--- Start of Raw data ---

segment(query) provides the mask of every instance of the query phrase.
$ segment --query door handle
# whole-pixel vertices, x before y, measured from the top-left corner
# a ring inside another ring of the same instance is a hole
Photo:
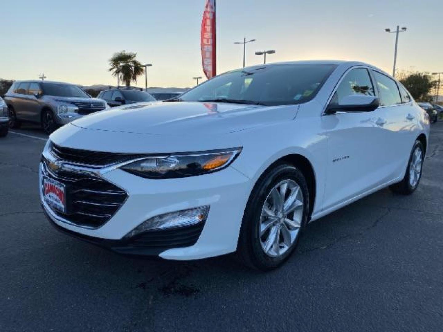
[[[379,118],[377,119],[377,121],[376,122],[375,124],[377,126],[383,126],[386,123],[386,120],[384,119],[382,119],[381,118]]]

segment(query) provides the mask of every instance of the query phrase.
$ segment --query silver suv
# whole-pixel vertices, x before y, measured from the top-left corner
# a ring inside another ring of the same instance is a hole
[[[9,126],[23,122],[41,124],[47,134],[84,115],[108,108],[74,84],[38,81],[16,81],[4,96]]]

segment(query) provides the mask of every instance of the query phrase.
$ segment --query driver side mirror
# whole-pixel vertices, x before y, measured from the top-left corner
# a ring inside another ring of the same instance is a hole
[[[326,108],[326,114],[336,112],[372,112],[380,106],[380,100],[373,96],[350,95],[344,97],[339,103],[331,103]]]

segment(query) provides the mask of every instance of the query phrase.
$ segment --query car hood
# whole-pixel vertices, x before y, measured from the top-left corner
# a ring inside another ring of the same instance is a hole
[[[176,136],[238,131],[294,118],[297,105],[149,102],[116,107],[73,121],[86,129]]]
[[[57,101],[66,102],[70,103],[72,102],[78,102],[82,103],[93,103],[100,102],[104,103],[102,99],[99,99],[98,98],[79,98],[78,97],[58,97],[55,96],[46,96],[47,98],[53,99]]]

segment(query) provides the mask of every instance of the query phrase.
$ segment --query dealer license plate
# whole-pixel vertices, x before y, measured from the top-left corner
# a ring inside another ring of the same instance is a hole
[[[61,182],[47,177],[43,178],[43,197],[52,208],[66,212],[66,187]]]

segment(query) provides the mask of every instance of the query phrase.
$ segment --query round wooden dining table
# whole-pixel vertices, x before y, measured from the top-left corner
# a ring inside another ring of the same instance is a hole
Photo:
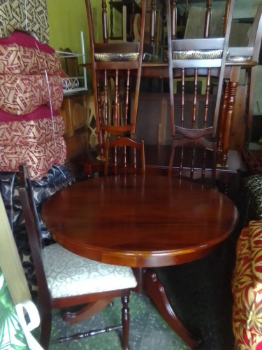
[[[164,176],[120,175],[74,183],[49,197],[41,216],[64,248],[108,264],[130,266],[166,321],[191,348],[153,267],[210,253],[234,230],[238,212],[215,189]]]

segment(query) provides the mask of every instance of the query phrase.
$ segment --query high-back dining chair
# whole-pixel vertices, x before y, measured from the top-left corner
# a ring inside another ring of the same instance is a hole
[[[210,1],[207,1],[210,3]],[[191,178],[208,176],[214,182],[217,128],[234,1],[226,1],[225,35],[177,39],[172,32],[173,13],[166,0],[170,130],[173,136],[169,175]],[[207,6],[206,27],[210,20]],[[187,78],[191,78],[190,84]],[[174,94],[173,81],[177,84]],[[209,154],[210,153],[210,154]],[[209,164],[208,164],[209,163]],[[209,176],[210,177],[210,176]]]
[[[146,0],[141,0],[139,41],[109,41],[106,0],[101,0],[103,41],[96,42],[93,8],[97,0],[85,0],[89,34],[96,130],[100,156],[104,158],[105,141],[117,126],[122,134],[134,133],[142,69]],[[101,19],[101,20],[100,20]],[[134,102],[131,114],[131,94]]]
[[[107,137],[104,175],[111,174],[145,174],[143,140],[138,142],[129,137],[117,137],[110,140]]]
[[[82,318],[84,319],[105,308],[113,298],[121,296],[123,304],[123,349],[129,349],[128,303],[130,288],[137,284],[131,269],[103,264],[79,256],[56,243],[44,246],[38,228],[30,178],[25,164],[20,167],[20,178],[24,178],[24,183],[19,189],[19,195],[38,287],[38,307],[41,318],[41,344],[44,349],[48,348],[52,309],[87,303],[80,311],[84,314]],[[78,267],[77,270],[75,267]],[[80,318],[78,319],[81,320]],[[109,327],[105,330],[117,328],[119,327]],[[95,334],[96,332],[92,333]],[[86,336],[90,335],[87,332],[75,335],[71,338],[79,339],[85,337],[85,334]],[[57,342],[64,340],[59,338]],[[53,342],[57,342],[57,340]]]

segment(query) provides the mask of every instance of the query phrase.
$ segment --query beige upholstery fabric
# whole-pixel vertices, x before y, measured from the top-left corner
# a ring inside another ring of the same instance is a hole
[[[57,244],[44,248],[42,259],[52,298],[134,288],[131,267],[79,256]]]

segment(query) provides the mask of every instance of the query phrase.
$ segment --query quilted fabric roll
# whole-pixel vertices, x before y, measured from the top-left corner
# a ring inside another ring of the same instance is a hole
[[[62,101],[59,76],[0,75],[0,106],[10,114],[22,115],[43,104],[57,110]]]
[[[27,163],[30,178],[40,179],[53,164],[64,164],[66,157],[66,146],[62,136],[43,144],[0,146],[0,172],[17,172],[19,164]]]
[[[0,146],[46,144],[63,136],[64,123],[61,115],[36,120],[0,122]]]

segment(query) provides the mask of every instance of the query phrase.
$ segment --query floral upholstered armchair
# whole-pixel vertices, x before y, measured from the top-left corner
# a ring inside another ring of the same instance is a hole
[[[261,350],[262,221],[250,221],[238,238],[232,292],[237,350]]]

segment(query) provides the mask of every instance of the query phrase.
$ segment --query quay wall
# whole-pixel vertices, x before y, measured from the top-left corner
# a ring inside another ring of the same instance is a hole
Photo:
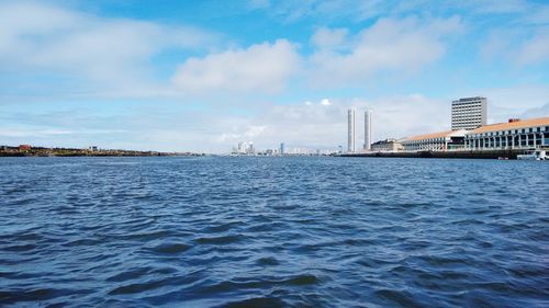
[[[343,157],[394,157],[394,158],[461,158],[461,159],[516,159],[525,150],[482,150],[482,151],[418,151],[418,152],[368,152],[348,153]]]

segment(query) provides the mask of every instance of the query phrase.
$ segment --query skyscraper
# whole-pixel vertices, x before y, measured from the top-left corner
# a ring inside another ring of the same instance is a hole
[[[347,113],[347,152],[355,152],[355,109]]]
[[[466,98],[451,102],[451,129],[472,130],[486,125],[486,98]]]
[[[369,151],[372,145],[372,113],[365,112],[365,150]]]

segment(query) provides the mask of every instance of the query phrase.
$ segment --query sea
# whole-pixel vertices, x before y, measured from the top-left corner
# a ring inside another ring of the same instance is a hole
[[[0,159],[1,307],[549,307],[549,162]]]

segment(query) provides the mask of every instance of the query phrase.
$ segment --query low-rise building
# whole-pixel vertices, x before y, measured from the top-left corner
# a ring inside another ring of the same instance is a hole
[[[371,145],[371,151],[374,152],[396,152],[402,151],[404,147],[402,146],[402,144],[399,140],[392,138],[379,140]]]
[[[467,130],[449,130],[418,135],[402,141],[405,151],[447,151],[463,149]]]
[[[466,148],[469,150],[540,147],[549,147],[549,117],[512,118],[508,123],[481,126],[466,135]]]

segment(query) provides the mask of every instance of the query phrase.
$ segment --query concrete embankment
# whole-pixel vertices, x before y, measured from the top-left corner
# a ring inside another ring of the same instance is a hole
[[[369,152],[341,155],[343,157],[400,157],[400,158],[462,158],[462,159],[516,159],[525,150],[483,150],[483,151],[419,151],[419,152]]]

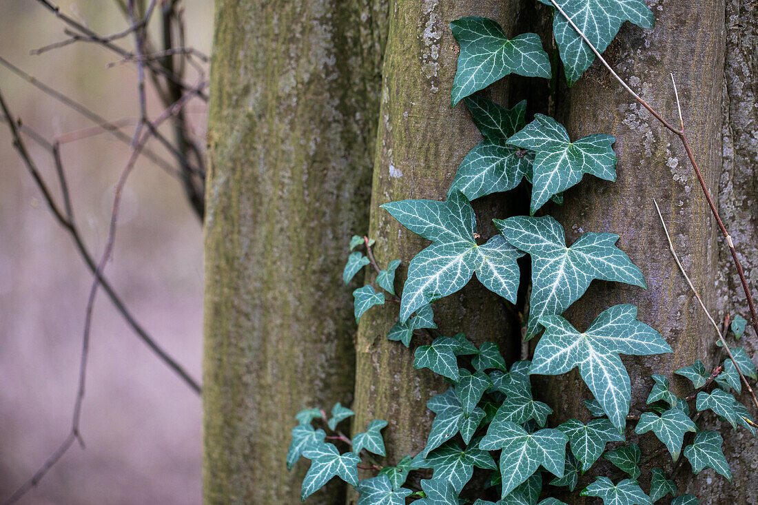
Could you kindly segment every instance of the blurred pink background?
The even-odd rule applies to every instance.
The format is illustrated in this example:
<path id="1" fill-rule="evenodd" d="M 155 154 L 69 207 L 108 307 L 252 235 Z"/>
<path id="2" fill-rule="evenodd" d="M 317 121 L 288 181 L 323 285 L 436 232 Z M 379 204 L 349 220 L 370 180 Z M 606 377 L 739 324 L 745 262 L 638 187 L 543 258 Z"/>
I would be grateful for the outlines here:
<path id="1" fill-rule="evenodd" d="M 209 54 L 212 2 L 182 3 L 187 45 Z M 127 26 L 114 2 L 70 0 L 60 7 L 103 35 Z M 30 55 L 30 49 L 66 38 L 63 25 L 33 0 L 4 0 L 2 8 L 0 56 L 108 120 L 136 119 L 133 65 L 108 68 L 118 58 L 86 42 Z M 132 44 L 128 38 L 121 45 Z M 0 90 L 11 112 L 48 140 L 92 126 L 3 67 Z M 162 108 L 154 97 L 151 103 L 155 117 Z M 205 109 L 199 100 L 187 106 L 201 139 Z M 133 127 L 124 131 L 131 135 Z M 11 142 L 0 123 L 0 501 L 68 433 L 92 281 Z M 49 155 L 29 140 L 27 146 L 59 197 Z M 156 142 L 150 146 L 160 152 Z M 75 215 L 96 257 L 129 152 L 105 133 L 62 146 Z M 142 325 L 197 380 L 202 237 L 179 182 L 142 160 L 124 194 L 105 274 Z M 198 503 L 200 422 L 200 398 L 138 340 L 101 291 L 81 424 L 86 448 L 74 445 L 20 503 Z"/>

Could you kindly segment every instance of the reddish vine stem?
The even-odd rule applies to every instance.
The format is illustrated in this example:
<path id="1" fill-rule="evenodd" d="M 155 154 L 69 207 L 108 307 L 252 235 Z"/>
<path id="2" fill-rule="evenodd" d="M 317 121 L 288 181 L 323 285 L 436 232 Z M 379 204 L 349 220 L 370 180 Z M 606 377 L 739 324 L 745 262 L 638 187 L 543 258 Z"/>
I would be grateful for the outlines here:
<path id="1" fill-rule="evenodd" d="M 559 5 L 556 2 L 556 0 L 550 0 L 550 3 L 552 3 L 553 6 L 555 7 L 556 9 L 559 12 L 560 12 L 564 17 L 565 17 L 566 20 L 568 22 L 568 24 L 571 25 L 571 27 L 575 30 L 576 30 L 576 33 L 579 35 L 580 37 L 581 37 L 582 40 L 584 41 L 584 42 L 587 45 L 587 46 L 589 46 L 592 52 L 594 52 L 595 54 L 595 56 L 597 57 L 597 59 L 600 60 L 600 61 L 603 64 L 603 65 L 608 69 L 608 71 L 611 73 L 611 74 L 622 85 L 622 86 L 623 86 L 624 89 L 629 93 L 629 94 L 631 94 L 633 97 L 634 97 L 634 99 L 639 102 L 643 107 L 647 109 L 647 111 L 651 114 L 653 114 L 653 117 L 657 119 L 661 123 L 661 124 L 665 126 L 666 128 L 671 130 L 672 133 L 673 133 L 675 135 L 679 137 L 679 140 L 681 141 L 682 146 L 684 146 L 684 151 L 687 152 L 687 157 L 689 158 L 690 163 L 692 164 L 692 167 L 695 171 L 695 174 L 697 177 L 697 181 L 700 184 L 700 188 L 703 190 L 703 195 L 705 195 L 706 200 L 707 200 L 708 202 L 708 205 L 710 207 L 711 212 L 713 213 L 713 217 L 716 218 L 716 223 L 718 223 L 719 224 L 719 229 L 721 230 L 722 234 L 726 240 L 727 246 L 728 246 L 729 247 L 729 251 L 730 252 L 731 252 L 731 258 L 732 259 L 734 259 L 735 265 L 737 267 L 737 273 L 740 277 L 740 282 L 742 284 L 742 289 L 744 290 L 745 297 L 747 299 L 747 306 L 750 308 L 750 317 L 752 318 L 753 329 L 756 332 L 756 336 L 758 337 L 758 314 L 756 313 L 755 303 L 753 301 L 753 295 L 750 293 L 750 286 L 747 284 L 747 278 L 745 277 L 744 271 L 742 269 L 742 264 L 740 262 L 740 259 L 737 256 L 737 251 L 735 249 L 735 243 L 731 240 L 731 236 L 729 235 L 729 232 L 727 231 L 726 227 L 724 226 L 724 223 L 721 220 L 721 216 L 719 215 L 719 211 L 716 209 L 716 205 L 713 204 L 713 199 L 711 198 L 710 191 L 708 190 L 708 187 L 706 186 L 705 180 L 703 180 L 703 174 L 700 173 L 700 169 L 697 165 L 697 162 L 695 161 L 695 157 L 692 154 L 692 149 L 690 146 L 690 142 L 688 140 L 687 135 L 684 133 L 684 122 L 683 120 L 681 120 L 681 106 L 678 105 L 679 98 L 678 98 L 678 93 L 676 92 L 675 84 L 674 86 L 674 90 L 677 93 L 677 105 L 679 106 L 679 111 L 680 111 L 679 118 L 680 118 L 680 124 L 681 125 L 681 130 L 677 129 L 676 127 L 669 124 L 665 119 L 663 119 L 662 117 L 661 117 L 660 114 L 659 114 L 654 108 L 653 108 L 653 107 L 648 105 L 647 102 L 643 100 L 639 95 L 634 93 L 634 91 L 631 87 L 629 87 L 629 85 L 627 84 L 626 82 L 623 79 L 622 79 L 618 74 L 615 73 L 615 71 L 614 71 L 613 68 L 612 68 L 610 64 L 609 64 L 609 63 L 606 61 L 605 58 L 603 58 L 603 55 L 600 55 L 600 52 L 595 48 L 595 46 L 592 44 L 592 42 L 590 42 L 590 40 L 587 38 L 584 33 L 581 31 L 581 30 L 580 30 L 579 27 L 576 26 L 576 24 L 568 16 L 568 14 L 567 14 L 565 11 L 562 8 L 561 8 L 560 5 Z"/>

--- End of Raw data ---

**The problem:** Pick out every line in the listing above that contains the word "kindly", and copy each line in full. Case counts.

**Correct output:**
Could you kindly segment every instance of the blurred pink background?
Could you kindly segment every instance of the reddish vine stem?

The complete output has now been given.